-- BRIEF --
Write out the data below word for word, leaving out the pictures.

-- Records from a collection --
----------------

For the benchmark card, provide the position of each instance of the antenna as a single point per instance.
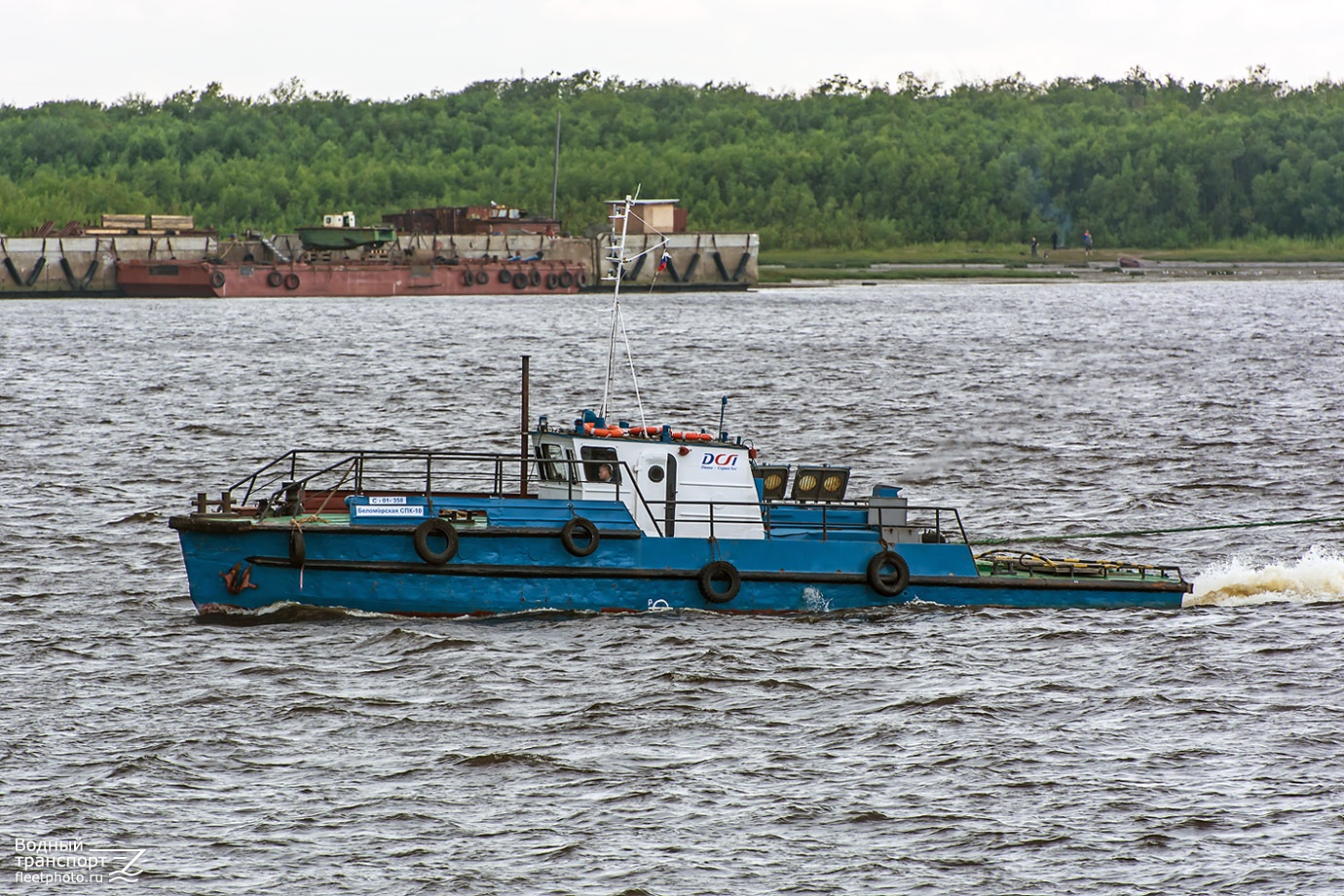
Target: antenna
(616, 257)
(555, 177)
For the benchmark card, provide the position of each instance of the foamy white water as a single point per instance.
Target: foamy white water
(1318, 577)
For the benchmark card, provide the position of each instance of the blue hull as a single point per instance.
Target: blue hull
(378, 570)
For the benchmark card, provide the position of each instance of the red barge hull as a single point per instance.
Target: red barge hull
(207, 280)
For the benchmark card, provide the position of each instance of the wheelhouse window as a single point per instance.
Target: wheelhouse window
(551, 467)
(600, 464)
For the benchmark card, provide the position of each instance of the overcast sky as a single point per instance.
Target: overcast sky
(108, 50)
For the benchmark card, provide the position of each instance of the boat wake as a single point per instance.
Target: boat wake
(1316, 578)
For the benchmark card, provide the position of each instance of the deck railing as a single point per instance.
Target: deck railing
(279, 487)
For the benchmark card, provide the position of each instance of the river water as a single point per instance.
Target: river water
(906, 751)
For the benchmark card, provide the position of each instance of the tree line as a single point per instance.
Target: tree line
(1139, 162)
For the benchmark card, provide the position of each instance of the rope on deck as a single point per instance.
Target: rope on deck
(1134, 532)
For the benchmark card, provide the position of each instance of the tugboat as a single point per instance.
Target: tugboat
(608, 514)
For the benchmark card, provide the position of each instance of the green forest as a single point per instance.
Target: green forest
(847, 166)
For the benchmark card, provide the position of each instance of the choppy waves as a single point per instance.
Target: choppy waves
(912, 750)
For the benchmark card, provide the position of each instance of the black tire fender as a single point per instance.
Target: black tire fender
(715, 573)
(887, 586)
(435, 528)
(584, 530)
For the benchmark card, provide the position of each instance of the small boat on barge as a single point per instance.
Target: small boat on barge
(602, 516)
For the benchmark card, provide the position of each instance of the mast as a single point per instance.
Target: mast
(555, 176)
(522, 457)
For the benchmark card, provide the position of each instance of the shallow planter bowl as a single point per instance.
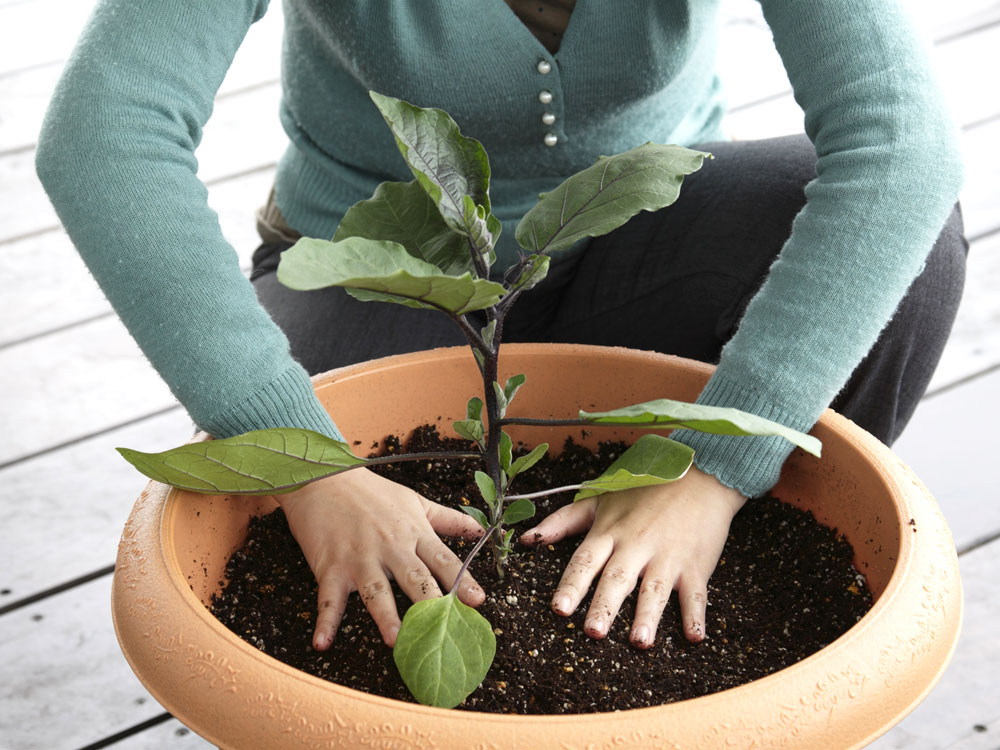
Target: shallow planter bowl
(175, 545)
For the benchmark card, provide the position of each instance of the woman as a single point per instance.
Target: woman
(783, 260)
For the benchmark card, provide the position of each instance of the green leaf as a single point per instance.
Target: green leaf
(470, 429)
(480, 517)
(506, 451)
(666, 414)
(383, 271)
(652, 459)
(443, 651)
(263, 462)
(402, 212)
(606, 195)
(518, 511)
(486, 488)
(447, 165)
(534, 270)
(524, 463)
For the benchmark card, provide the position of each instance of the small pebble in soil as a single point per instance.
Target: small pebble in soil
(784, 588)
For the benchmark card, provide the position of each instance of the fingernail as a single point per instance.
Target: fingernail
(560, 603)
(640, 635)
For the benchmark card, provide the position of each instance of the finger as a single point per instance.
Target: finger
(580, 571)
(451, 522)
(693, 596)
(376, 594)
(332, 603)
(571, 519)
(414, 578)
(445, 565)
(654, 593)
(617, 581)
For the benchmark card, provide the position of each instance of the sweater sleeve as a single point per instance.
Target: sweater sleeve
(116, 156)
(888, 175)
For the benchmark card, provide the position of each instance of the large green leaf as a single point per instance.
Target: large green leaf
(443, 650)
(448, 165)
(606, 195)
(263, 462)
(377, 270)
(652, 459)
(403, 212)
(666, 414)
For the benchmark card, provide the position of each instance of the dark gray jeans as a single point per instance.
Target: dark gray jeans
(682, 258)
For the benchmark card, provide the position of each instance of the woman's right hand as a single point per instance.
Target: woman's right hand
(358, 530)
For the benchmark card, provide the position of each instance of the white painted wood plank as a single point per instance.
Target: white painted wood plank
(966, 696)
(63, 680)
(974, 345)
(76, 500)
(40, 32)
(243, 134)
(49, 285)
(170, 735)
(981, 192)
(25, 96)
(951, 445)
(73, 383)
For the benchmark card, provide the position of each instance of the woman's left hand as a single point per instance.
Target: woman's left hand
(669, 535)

----------------

-- WORKED ANSWER --
For the benchmark card, provide the position of each instance of the antenna as a single point per instance.
Target: antenna
(616, 257)
(555, 177)
For the benchmark card, provide the position of each instance of the foamy white water as a single point per instance.
Target: foamy white water
(1318, 577)
For the benchmark card, provide the position of each instance of the blue hull as a single point per instance.
Target: blue hull
(378, 570)
For the benchmark card, provide the position of each instance of the red barge hull as a single point per instance.
Target: red barge hull
(207, 280)
For the benchmark card, provide the position of each instance of the wheelhouse window as a single point per instance.
Target: wheelhouse window
(551, 467)
(600, 464)
For the benchmark card, provide the position of each instance of the overcast sky as a single point per instance.
Target: overcast sky
(108, 50)
For the benchmark card, provide the position of each instance of the boat wake as a single point per instance.
Target: boat wake
(1316, 578)
For the benchmark card, provide the position of each instance of the deck railing as a single point per instance.
Target: deck railing
(279, 487)
For the benchmark card, provide the position of each instance of the river water as a single point per instance.
Target: river water
(906, 751)
For the benchmark card, provide the position of each instance of the tree line as a single point per instance.
Target: tree line
(1139, 162)
For the benchmark card, provide the position of each instance of the rope on deck as a single point per instance.
Target: rope on deck
(1134, 532)
For the benchmark card, provide the position of each instance of the tugboat as a single point per instance.
Target: tugboat
(608, 514)
For the benchmark card, provide the position of each instance of the green forest as a single point per instance.
Target: green forest
(847, 166)
For the benchmark card, provide the position of each instance of the choppy waves as a single point per instance.
Target: choppy waves
(912, 750)
For the benchmark card, provide the position of each instance of the black tire fender as a single point per instance.
Target: black tire fender
(715, 573)
(887, 586)
(435, 528)
(584, 530)
For the benchmark card, provide the position of each instance of the small boat on barge as a single point per instance.
Target: small boat on barge
(602, 516)
For the benchmark card, provide the position of each instance of the mast as a single point per instance.
Target: mast
(555, 176)
(522, 457)
For the benchmark card, provide the position of each instance of the shallow planter bowl as a single point per instance.
Target: shallow planter bowl
(175, 545)
For the benchmark card, provide the position of each instance of the woman as a single point per instance.
Target: woman
(783, 260)
For the benchmark card, provide the position of each instance of the green leaf as a single point per instance.
Target: green leaf
(470, 429)
(480, 517)
(506, 451)
(666, 414)
(383, 271)
(652, 459)
(443, 651)
(263, 462)
(402, 212)
(606, 195)
(518, 511)
(486, 488)
(447, 165)
(534, 270)
(524, 463)
For the benchmark card, provide the position of each instance of the small pebble in soil as a single point per instance.
Target: small pebble in soil
(784, 588)
For the benchmark card, provide the position of each instance of the fingernail as a single point per instance.
Target: fingernail
(560, 603)
(640, 635)
For the benchmark card, provide the position of each instance of the finger as a single point per instance.
Target: finger
(580, 571)
(451, 522)
(693, 596)
(376, 594)
(332, 603)
(571, 519)
(414, 578)
(445, 565)
(654, 593)
(617, 581)
For the benchmark card, provide the position of each instance of the sweater sleeve as a single point per instance.
Target: sweater sleeve
(116, 156)
(888, 175)
For the benchmark card, provide the position of each instance of the large green leaf as a single point per instance.
Target: large green leaf
(443, 650)
(448, 165)
(606, 195)
(263, 462)
(377, 270)
(652, 459)
(403, 212)
(666, 414)
For the benchmark card, provide the position of each instance of the dark gray jeans as a single point per instance.
Target: dark gray jeans
(682, 258)
For the benchmark card, provide the position of each instance of the woman's right hand as a single point per instance.
Target: woman's right hand
(358, 530)
For the benchmark card, provide the position of each instance of the white painted wood plank as a single point per instance.
Target: white painted wood plank
(966, 696)
(63, 680)
(974, 345)
(76, 500)
(40, 32)
(243, 134)
(49, 285)
(170, 735)
(981, 192)
(25, 96)
(951, 445)
(73, 383)
For the benchmark card, provide the position of each instance of the woman's left hand as a single point per instance.
Target: woman's left hand
(669, 535)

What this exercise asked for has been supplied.